_To be done_
Can you copy out the items word for word, starting at the beginning and stopping after the line that contains "(1325, 440)"? Leave the pictures out.

[Point-based annotation data]
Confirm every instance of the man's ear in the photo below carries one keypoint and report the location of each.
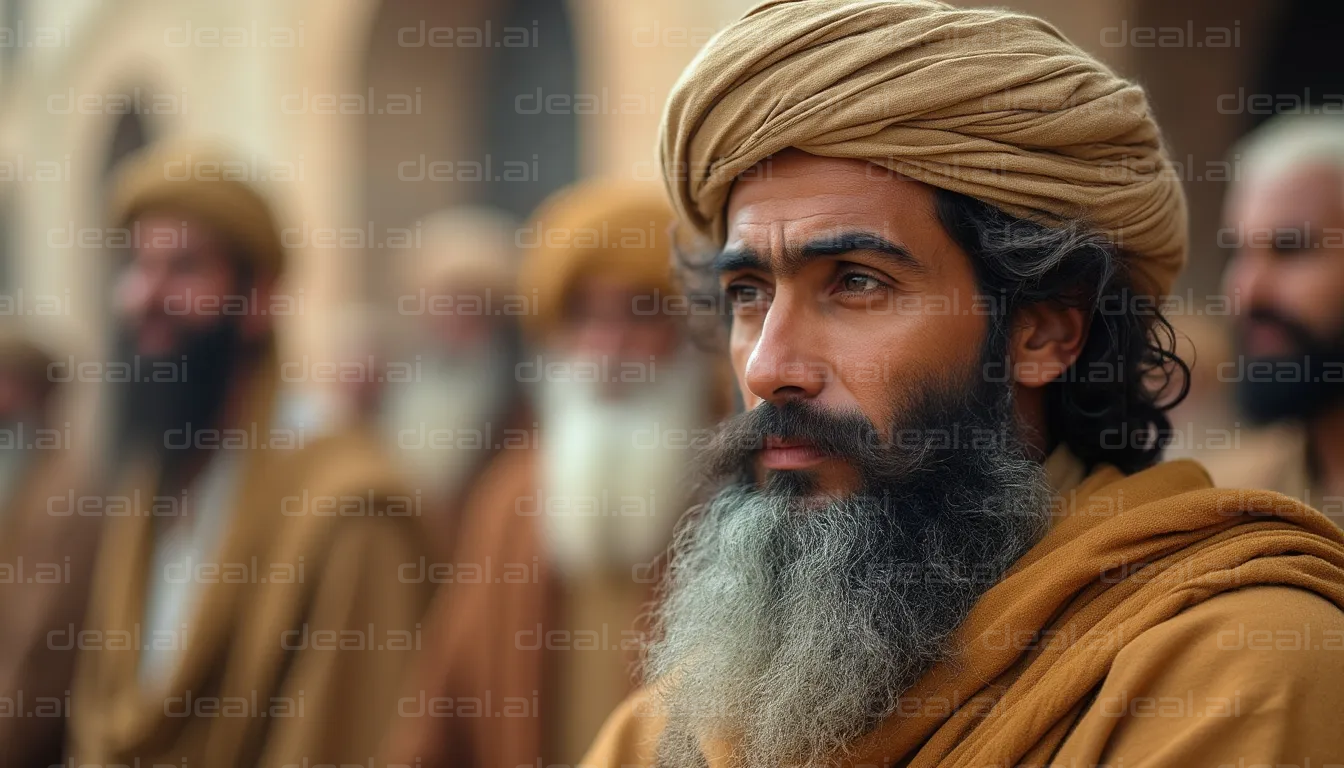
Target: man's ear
(1046, 339)
(258, 319)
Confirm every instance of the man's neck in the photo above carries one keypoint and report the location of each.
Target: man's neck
(235, 408)
(1325, 440)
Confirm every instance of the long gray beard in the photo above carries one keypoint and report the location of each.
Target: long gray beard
(790, 630)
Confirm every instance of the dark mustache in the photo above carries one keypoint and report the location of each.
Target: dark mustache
(840, 435)
(1300, 334)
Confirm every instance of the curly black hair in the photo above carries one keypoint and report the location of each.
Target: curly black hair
(1110, 405)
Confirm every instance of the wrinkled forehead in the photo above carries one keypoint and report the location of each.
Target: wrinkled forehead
(793, 198)
(1307, 191)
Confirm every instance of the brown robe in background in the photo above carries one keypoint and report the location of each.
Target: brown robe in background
(296, 662)
(46, 562)
(501, 636)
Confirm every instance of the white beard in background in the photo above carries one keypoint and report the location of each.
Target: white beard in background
(16, 457)
(613, 482)
(437, 424)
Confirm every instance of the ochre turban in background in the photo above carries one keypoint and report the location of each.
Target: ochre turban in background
(618, 229)
(985, 102)
(206, 182)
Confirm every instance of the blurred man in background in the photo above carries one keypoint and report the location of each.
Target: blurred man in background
(1285, 218)
(555, 560)
(445, 421)
(247, 607)
(45, 552)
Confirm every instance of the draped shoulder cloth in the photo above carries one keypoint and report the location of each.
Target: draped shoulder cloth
(1160, 622)
(991, 104)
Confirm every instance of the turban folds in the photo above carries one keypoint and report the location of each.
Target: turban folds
(991, 104)
(618, 229)
(206, 182)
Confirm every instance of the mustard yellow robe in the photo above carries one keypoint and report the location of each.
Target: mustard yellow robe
(300, 639)
(1160, 622)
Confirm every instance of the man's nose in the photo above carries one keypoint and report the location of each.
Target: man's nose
(1250, 280)
(141, 293)
(782, 365)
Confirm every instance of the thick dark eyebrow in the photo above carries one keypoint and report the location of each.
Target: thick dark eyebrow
(739, 258)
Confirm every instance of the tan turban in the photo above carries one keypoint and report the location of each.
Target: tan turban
(204, 182)
(985, 102)
(612, 227)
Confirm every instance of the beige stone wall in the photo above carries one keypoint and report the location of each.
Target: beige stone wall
(222, 67)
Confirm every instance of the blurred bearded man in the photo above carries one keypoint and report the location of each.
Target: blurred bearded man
(1285, 218)
(465, 344)
(941, 533)
(241, 544)
(558, 540)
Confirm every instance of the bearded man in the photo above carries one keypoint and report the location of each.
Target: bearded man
(465, 346)
(558, 538)
(941, 533)
(1284, 218)
(247, 603)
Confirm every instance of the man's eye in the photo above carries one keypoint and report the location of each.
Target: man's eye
(859, 283)
(743, 296)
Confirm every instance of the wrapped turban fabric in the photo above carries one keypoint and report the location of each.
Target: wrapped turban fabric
(985, 102)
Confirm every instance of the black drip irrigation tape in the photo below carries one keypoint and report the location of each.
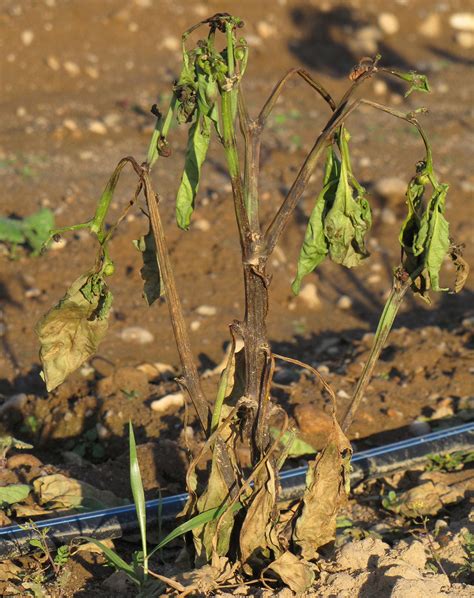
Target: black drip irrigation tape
(119, 521)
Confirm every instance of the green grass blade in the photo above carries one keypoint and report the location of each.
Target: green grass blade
(138, 493)
(114, 559)
(197, 521)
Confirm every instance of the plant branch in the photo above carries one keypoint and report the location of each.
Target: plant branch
(192, 382)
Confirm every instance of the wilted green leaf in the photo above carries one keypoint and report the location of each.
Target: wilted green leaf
(13, 493)
(418, 82)
(198, 142)
(71, 331)
(153, 287)
(348, 220)
(315, 246)
(137, 487)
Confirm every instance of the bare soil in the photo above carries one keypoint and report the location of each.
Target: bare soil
(79, 77)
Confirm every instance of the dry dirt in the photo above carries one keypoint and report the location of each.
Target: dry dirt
(78, 78)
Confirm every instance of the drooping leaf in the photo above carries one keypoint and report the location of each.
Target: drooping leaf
(315, 246)
(294, 572)
(418, 82)
(13, 493)
(137, 487)
(153, 287)
(198, 142)
(326, 492)
(71, 331)
(347, 222)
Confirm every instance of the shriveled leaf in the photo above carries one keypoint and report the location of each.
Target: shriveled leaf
(56, 491)
(315, 246)
(71, 331)
(137, 487)
(198, 142)
(294, 572)
(153, 287)
(326, 492)
(13, 493)
(257, 537)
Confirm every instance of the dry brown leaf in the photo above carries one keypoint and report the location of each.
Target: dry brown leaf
(325, 494)
(56, 491)
(256, 537)
(296, 573)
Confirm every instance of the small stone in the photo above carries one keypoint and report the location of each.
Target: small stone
(390, 188)
(431, 26)
(419, 428)
(172, 401)
(380, 87)
(388, 216)
(202, 224)
(14, 402)
(309, 294)
(71, 68)
(463, 21)
(388, 23)
(265, 29)
(170, 43)
(465, 39)
(315, 424)
(92, 72)
(135, 334)
(344, 302)
(27, 37)
(206, 310)
(97, 127)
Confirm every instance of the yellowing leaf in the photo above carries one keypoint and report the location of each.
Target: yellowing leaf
(71, 331)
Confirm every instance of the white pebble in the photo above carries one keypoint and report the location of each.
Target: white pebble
(465, 39)
(27, 37)
(388, 23)
(175, 401)
(71, 68)
(97, 127)
(170, 43)
(463, 21)
(14, 402)
(309, 294)
(202, 224)
(344, 302)
(206, 310)
(53, 63)
(419, 428)
(135, 334)
(431, 26)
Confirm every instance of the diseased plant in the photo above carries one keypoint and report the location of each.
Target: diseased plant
(249, 527)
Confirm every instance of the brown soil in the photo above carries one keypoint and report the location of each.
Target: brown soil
(124, 58)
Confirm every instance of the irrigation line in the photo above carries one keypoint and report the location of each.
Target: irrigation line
(115, 522)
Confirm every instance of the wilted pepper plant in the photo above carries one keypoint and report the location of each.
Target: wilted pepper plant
(236, 519)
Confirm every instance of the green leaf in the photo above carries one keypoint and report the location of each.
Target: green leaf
(137, 488)
(71, 331)
(114, 559)
(348, 221)
(198, 143)
(11, 231)
(13, 493)
(37, 228)
(153, 287)
(418, 82)
(315, 246)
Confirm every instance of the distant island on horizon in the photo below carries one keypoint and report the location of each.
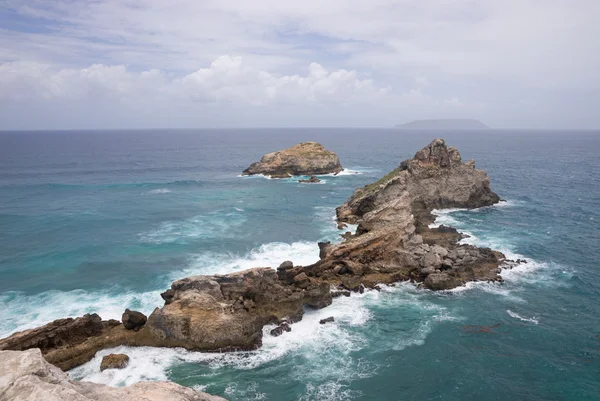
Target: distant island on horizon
(450, 123)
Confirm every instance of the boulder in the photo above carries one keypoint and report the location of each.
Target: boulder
(69, 342)
(311, 180)
(393, 240)
(207, 313)
(114, 361)
(440, 281)
(25, 375)
(284, 327)
(133, 320)
(307, 158)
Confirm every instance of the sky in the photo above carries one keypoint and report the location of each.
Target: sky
(100, 64)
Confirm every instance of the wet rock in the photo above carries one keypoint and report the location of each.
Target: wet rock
(311, 180)
(286, 265)
(284, 327)
(336, 294)
(27, 376)
(307, 158)
(133, 320)
(114, 361)
(168, 295)
(440, 281)
(202, 315)
(69, 342)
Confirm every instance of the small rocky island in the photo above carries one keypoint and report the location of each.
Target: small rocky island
(393, 242)
(307, 158)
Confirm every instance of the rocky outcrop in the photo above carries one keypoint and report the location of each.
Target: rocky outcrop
(393, 240)
(307, 158)
(228, 312)
(114, 361)
(68, 343)
(25, 375)
(311, 180)
(133, 320)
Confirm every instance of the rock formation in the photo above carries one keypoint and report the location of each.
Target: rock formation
(393, 242)
(228, 312)
(307, 158)
(68, 343)
(133, 320)
(25, 375)
(114, 361)
(311, 180)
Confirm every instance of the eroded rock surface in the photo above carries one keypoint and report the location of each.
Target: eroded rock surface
(307, 158)
(114, 361)
(68, 343)
(393, 241)
(228, 312)
(25, 375)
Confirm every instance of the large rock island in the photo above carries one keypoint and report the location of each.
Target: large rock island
(393, 242)
(307, 158)
(25, 375)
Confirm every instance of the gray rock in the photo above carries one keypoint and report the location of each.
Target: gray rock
(114, 361)
(133, 320)
(26, 376)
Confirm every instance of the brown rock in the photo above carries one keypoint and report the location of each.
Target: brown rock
(25, 375)
(311, 180)
(308, 158)
(201, 315)
(133, 320)
(114, 361)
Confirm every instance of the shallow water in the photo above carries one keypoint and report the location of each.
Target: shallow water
(101, 221)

_Solution_
Confirm every instance of the man's ear in the photo below carries one keypoint and report the location of each.
Target: man's ear
(1046, 339)
(258, 319)
Confirm every instance of the man's neck in the photo above carries one keypoint and report the location of each.
Target: man's neck
(235, 408)
(1325, 440)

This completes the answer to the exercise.